Aim. Give every line of the entries below as a JSON list of strings, one string per line, with blank lines omitted.

Object point labels:

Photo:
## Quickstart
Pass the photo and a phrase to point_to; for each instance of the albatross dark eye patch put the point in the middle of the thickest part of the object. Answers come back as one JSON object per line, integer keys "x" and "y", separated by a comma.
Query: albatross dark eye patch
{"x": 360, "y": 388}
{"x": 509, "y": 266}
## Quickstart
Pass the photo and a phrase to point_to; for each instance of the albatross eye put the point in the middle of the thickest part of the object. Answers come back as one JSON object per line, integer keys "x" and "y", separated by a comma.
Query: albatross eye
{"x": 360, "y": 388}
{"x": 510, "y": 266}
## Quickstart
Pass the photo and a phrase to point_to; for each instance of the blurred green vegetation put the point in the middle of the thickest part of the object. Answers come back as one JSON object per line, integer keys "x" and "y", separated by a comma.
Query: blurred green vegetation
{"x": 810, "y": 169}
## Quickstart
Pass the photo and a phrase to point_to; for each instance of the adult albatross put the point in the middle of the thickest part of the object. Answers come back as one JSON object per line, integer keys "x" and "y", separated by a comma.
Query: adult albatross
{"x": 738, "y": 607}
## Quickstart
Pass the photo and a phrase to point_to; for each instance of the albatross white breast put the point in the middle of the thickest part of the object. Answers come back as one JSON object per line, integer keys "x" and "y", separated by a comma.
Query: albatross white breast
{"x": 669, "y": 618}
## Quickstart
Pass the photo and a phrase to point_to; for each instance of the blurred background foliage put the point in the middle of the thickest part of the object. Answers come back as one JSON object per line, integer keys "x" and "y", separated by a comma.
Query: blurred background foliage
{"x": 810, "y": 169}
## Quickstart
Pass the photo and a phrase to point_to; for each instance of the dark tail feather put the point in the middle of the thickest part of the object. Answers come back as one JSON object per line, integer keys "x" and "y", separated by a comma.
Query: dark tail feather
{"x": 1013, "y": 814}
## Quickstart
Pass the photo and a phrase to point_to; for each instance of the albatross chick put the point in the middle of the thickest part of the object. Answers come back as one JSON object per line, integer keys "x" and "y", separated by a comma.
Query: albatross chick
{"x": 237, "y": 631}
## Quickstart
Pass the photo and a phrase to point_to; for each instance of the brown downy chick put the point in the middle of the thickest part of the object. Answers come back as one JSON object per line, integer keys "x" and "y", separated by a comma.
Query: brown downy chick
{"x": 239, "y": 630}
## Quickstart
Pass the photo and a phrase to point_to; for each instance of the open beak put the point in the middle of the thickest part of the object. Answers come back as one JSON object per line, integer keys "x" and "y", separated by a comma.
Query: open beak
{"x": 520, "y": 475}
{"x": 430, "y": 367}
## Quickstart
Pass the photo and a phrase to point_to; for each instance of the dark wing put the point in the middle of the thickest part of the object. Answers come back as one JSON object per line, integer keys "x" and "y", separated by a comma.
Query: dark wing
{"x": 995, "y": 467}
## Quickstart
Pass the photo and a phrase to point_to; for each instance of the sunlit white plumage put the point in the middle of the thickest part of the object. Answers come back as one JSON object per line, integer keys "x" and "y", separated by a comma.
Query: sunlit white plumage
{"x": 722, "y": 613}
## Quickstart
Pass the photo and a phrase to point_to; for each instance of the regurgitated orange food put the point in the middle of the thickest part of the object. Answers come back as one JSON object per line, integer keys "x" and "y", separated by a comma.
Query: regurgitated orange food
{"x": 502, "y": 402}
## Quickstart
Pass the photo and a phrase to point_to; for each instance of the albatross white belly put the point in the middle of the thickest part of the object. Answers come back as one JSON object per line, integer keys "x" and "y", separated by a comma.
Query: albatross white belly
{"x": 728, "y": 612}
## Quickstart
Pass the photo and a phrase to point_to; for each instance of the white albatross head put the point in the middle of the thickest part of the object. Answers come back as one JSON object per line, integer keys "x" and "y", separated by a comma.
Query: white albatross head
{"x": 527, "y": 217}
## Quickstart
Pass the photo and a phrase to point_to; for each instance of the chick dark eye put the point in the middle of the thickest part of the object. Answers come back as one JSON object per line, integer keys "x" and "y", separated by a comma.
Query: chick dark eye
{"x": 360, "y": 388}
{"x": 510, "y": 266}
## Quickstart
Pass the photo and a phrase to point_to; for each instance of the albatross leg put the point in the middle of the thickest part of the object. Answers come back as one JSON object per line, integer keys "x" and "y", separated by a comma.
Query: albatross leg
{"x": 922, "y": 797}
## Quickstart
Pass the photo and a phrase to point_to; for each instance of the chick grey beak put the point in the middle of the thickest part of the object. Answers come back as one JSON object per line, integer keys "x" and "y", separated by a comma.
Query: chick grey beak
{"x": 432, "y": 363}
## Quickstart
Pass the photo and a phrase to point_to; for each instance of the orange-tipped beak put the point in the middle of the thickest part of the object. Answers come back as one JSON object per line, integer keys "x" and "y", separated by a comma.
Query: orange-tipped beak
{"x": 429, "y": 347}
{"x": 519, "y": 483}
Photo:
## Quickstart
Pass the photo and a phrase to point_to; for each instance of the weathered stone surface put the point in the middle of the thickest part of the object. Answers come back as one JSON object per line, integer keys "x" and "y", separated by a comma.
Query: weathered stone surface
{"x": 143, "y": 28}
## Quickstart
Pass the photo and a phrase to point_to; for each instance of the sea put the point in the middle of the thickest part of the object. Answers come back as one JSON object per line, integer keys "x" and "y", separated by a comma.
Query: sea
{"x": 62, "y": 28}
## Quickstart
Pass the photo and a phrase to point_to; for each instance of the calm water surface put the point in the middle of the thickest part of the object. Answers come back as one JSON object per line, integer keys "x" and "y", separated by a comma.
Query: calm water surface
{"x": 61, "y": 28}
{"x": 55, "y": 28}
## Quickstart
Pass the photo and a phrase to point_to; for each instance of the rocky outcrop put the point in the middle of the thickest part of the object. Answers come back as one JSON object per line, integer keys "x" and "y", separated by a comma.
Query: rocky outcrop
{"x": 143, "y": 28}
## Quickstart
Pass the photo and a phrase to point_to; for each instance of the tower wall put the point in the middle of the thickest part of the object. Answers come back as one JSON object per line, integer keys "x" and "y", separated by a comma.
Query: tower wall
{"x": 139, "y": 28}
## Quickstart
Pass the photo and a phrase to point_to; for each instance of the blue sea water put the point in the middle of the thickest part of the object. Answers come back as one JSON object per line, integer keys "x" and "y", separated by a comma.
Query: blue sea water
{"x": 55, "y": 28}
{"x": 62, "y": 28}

Answer in full.
[
  "Photo:",
  "## Quickstart",
  "Pass the photo and a phrase to point_to; for each instance of the albatross dark eye patch put the point in the middle of the thickest part of the object. Answers come back as one JSON object per line, integer keys \"x\" and \"y\", separated by a comma.",
  "Query: albatross dark eye patch",
  "{\"x\": 360, \"y\": 388}",
  "{\"x\": 509, \"y\": 266}",
  "## Quickstart",
  "Pass the photo and a phrase to point_to; for each instance of the albatross eye put the point in the middle of the thickest part of the object. Answers come back as one JSON object per line, integer keys \"x\" and \"y\", separated by a comma.",
  "Query: albatross eye",
  "{\"x\": 360, \"y\": 388}",
  "{\"x\": 510, \"y\": 266}",
  "## Quickstart",
  "Pass the photo and a phrase to point_to; for each instance of the blurred green vegetation put the point in the middle of the thickest part of the object. Answers come back as one JSON object per line, integer keys \"x\" and \"y\", separated by a comma.",
  "Query: blurred green vegetation",
  "{\"x\": 810, \"y\": 169}",
  "## Quickstart",
  "Pass the photo and a phrase to point_to; for each instance of the adult albatross put the point in the middle of the thickest part of the object. Answers come back as one JSON object per line, integer keys \"x\" and \"y\", separated by a comma.",
  "Query: adult albatross",
  "{\"x\": 738, \"y\": 607}",
  "## Quickstart",
  "Pass the photo and a phrase to point_to; for each instance of the albatross white breast put the point in the middle of the thickest part of the object. Answers come back as one JSON object per line, integer keys \"x\" and \"y\", separated by a comma.",
  "Query: albatross white breast",
  "{\"x\": 669, \"y\": 618}",
  "## Quickstart",
  "Pass the photo and a phrase to point_to; for each instance of the blurred background foliage put the point in the middle of the thickest part of the object. Answers come back as one JSON object per line, integer keys \"x\" and \"y\", separated by a comma.",
  "Query: blurred background foliage",
  "{\"x\": 810, \"y\": 169}",
  "## Quickstart",
  "Pass the photo and a phrase to point_to; for each instance of the dark tail feather put the point in the middle of the thickest part of the object. Answers come back as one JSON object per line, integer keys \"x\" and \"y\", separated by a comma.",
  "Query: dark tail feather",
  "{\"x\": 1013, \"y\": 814}",
  "## Quickstart",
  "Pass the photo and a phrase to point_to; for each instance of the albatross chick put the point in the middle of the thickest part of the object. Answers come back as one JSON object per line, integer keys \"x\" and \"y\", separated by a comma.",
  "Query: albatross chick",
  "{\"x\": 237, \"y\": 631}",
  "## Quickstart",
  "Pass the photo and a phrase to point_to; for each instance of the brown downy chick put the point in the middle of the thickest part of the object. Answers come back as one JSON object per line, integer keys \"x\" and \"y\", separated by a comma.",
  "Query: brown downy chick",
  "{\"x\": 239, \"y\": 630}",
  "## Quickstart",
  "Pass the photo and a phrase to point_to; for each instance of the open beak put the point in the middle of the thickest part of the object. Answers come back as one JSON object per line, integer keys \"x\" and \"y\", separated by a comma.",
  "Query: open beak",
  "{\"x\": 520, \"y\": 475}",
  "{\"x\": 430, \"y\": 367}",
  "## Quickstart",
  "Pass the photo and a phrase to point_to; for each instance of the dark wing put the point in the middle of the thickest part of the object. Answers come back as one JSON object per line, integer keys \"x\" and \"y\", separated by a comma.",
  "Query: dark wing",
  "{\"x\": 995, \"y\": 467}",
  "## Quickstart",
  "Pass the photo and a phrase to point_to; for each instance of the sunlit white plumage put the point in the middle of the thickest part of the object. Answers come back as one JSON object per line, integer keys \"x\" and \"y\", separated by a comma.",
  "Query: sunlit white plumage",
  "{\"x\": 722, \"y\": 613}",
  "## Quickstart",
  "Pass the photo and a phrase to point_to; for each instance of the regurgitated orange food put the point in the middle of the thickest part of the object. Answers come back as one JSON object per line, integer keys \"x\" and \"y\", separated by a comma.",
  "Query: regurgitated orange food",
  "{\"x\": 502, \"y\": 402}",
  "## Quickstart",
  "Pass the photo and a phrase to point_to; for each instance of the albatross white belly put the point in the middle of the thickest part of the object. Answers come back as one JSON object per line, integer keys \"x\" and \"y\", separated by a comma.",
  "Query: albatross white belly",
  "{\"x\": 728, \"y\": 612}",
  "## Quickstart",
  "Pass the photo and a phrase to point_to; for each instance of the white albatross head put the point in the middle of the thickest part of the object. Answers come back as one JSON object per line, integer keys \"x\" and \"y\", separated by a comma.",
  "Query: white albatross head",
  "{\"x\": 527, \"y\": 217}",
  "## Quickstart",
  "Pass the photo and a phrase to point_to; for each instance of the chick dark eye put the point in the middle of the thickest part of the object. Answers come back as one JSON object per line, integer keys \"x\" and \"y\", separated by a comma.",
  "Query: chick dark eye",
  "{\"x\": 360, \"y\": 388}",
  "{\"x\": 510, \"y\": 266}",
  "## Quickstart",
  "Pass the photo and a phrase to point_to; for each instance of the albatross leg put the point in the middle of the thickest part of the object. Answers come back as one JSON object per line, integer keys \"x\" and \"y\", separated by a comma.",
  "Query: albatross leg",
  "{\"x\": 922, \"y\": 797}",
  "## Quickstart",
  "Pass the photo and a phrase to point_to; for each instance of the chick grey beak put the point in the middle of the thickest part of the object. Answers come back as one JSON object per line, integer keys \"x\" and \"y\", separated by a comma.",
  "Query: chick grey beak",
  "{\"x\": 432, \"y\": 363}",
  "## Quickstart",
  "Pass the photo and a phrase to point_to; for each instance of the orange-tipped beak put the point in the middle of the thickest part of the object. Answers come back as one JSON object per line, integer keys \"x\" and \"y\", separated by a comma.",
  "Query: orange-tipped beak",
  "{\"x\": 429, \"y\": 347}",
  "{\"x\": 519, \"y\": 483}",
  "Photo:",
  "## Quickstart",
  "Pass the photo and a phrase to point_to; for each instance of the weathered stone surface put the point in the middle of the thickest part of the object. Answers come back as one JSON object per line, integer keys \"x\" and \"y\", separated by a comma.",
  "Query: weathered stone surface",
  "{\"x\": 143, \"y\": 28}",
  "## Quickstart",
  "Pass the photo and a phrase to point_to; for each instance of the sea put the point in the middle of the thickest part of the object. Answers come back as one JSON object per line, integer keys \"x\" and \"y\", separated by a comma.",
  "Query: sea",
  "{\"x\": 62, \"y\": 28}",
  "## Quickstart",
  "Pass the photo and a phrase to point_to; for each instance of the calm water surface put the point in the middle of the thickest part of the object. Answers come back as one JSON object per line, integer keys \"x\" and \"y\", separated by a comma.",
  "Query: calm water surface",
  "{\"x\": 61, \"y\": 28}",
  "{\"x\": 55, \"y\": 28}",
  "## Quickstart",
  "Pass the photo and a phrase to point_to; for each instance of the rocky outcrop put the point in the middle of the thickest part of the object. Answers come back as one JSON object per line, integer keys \"x\" and \"y\", separated by a comma.",
  "Query: rocky outcrop",
  "{\"x\": 143, \"y\": 28}",
  "## Quickstart",
  "Pass the photo and a phrase to point_to; for each instance of the tower wall put the point in the middle of the thickest part of the object. Answers come back as one JSON object per line, integer keys \"x\" and \"y\", separated by a comma.",
  "Query: tower wall",
  "{\"x\": 139, \"y\": 28}",
  "## Quickstart",
  "Pass the photo and a phrase to point_to; for each instance of the blue sea water put the point in the middle of the thickest part of the object. Answers come back as one JSON object per line, integer keys \"x\" and \"y\", separated by a comma.",
  "Query: blue sea water",
  "{\"x\": 55, \"y\": 28}",
  "{\"x\": 62, \"y\": 28}"
]